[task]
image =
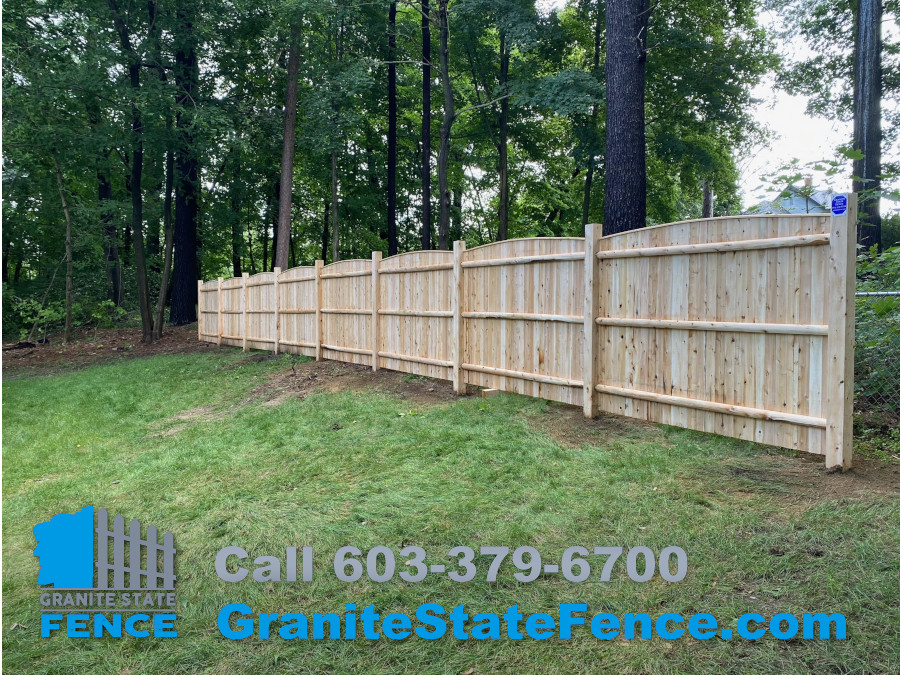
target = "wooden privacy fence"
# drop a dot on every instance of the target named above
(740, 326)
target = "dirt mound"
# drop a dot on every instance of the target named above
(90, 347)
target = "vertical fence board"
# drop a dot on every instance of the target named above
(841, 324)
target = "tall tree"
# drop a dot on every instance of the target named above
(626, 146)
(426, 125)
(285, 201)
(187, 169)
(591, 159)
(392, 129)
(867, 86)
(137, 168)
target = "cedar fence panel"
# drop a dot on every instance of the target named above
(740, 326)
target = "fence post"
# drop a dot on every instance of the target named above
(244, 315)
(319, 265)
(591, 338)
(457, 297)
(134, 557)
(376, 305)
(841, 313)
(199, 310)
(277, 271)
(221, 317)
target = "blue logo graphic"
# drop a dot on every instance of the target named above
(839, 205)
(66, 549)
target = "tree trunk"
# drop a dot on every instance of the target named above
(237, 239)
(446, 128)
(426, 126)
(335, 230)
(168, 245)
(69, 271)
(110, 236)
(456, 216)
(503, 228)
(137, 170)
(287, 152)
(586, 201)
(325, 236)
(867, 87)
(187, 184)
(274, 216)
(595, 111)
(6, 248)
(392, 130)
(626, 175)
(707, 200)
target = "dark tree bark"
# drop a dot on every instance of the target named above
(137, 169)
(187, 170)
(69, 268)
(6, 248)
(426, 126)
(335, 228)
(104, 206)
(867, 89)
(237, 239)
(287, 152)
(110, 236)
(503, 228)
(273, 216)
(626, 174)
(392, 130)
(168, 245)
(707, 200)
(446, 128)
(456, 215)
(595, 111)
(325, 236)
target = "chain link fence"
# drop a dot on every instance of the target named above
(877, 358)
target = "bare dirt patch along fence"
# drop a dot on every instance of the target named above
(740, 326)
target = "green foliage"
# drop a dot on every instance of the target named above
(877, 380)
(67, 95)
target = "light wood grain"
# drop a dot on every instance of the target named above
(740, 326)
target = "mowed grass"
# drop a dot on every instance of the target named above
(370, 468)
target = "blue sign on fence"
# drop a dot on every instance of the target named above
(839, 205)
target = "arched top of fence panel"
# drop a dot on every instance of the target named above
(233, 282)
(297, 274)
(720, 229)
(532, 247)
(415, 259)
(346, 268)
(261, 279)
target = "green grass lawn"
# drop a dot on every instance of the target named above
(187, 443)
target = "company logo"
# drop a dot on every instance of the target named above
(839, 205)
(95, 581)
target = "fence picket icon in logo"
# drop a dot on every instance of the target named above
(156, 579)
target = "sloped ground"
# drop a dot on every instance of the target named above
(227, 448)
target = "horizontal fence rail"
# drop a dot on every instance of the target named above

* * *

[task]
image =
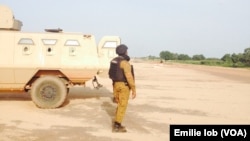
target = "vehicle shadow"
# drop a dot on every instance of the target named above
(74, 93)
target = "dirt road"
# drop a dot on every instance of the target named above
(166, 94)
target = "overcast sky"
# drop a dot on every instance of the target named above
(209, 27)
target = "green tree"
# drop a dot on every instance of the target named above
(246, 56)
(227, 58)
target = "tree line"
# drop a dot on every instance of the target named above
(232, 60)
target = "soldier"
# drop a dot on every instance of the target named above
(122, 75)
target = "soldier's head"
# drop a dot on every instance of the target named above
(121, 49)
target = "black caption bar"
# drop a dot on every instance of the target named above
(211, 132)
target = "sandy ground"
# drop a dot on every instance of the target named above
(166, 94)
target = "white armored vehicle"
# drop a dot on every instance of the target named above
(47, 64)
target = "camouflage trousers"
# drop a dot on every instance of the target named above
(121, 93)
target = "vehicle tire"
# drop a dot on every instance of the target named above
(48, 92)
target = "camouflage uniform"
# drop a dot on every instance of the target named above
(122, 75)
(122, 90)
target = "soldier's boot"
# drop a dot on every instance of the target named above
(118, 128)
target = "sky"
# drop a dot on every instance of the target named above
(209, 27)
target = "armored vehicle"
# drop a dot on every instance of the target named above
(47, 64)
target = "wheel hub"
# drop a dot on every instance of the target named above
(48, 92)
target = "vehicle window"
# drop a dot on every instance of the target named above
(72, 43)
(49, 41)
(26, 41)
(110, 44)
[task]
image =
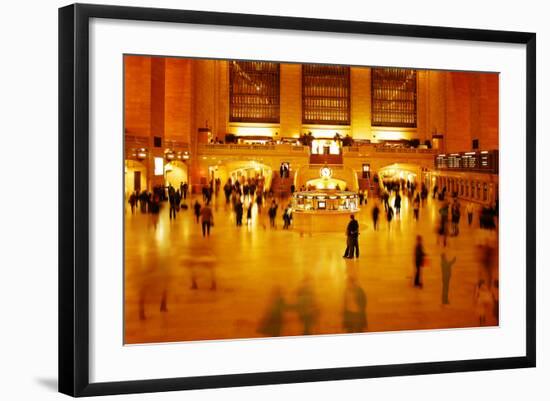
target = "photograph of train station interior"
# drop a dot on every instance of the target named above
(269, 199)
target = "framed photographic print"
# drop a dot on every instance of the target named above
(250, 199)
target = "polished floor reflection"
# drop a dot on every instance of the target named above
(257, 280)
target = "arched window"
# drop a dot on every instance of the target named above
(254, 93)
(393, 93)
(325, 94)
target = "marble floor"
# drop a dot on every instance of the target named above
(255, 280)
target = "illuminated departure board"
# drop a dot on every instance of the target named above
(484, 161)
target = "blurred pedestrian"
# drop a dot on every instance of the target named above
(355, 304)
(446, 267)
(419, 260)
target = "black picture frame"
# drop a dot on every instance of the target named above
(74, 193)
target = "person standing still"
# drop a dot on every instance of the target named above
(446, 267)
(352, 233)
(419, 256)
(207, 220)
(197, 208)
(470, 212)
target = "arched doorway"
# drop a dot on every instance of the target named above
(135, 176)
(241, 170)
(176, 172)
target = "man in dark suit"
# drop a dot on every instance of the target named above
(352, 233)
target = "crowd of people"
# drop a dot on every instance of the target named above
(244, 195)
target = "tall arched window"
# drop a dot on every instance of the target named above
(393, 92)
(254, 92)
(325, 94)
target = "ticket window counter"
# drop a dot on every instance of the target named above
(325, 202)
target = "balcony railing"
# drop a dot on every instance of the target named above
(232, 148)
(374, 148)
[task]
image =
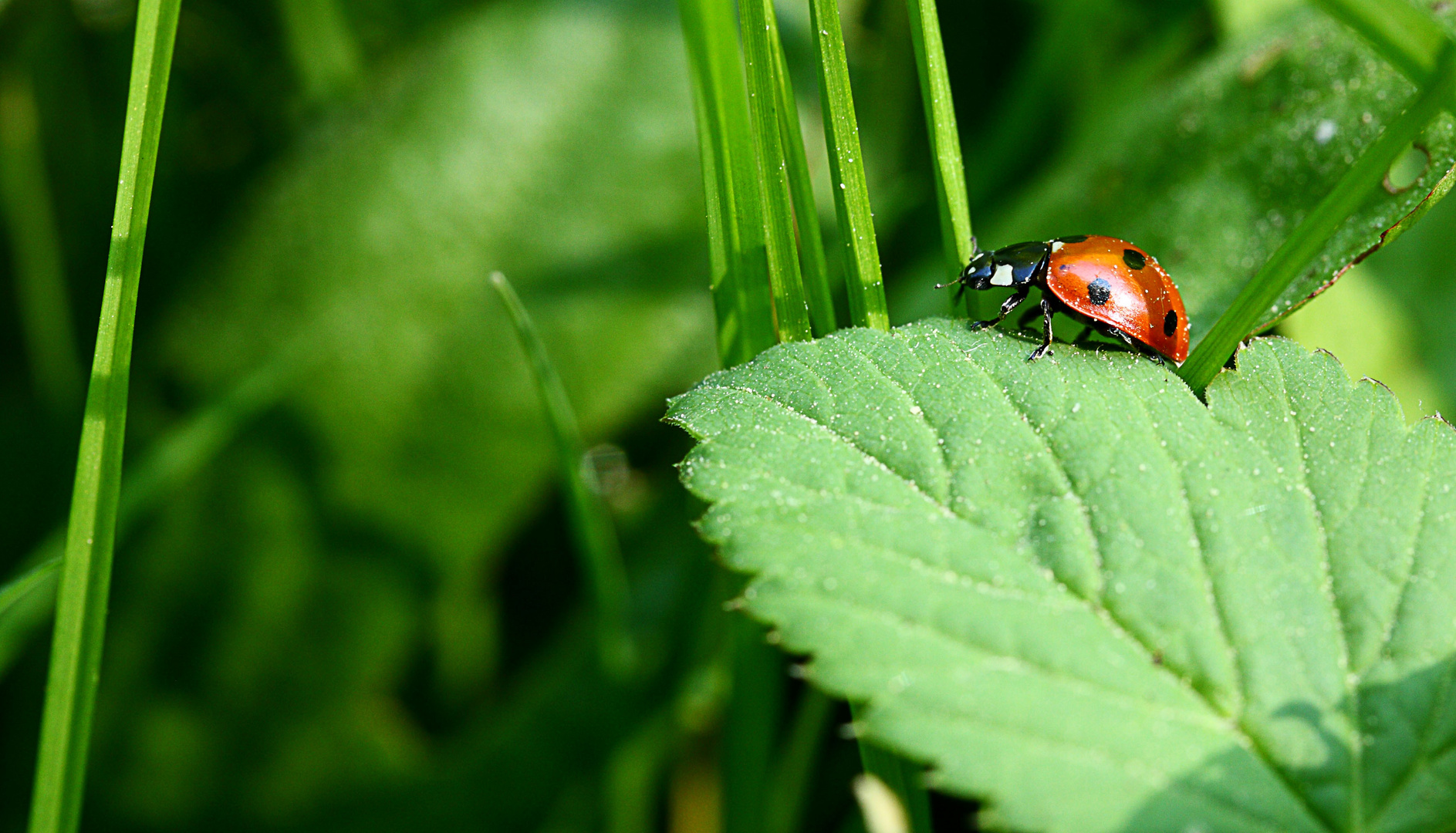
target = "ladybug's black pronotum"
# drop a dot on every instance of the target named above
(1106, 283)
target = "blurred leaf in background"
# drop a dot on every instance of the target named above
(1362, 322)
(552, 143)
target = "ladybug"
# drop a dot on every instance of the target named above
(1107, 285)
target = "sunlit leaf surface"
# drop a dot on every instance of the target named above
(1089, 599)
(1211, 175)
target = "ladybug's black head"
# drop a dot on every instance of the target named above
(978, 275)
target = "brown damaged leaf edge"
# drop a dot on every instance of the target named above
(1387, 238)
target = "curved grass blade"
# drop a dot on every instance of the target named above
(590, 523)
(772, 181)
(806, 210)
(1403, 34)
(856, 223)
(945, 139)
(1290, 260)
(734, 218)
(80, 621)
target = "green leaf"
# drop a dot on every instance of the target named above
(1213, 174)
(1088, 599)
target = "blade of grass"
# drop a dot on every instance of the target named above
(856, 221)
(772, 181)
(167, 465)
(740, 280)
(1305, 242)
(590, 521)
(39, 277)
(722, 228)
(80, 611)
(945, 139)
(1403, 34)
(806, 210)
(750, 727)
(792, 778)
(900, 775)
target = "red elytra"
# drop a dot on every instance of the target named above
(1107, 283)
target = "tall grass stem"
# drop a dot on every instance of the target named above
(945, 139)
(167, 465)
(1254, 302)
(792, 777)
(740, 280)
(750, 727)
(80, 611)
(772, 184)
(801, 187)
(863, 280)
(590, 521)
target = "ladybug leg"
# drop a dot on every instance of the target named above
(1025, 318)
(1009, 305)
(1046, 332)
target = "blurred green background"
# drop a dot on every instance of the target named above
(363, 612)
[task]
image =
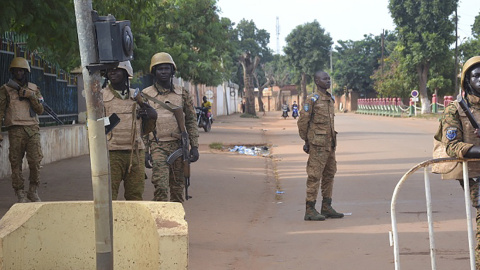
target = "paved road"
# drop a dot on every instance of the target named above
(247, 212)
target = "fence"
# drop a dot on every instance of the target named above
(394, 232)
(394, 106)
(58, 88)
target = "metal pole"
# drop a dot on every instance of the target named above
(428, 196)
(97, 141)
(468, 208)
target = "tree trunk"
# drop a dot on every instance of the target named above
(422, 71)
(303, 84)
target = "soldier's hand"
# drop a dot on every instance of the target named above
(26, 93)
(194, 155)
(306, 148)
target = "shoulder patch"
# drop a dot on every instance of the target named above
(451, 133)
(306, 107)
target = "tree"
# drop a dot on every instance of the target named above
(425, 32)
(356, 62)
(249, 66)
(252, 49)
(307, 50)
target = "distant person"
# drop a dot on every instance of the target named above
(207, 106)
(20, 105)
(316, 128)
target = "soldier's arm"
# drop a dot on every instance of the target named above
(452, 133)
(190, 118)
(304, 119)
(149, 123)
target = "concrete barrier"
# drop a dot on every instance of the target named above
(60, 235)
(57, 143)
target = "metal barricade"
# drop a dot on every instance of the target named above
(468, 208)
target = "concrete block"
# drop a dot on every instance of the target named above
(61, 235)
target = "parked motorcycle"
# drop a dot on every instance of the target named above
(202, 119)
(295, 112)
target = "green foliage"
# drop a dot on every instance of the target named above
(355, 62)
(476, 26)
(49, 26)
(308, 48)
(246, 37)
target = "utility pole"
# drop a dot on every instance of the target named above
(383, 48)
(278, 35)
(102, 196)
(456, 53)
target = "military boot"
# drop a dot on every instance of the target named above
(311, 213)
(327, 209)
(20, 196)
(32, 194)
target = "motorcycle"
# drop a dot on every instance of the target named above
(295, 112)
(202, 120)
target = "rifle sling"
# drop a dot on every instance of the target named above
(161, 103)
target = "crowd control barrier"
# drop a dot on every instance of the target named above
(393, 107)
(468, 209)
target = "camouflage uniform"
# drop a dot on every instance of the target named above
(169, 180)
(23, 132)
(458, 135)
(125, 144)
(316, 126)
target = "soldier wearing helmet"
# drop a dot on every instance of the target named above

■ Exercise ■
Across the whole listing above, determine how many lines hold the word "motorcycle". Only that number is wanted.

■ Written answer ■
2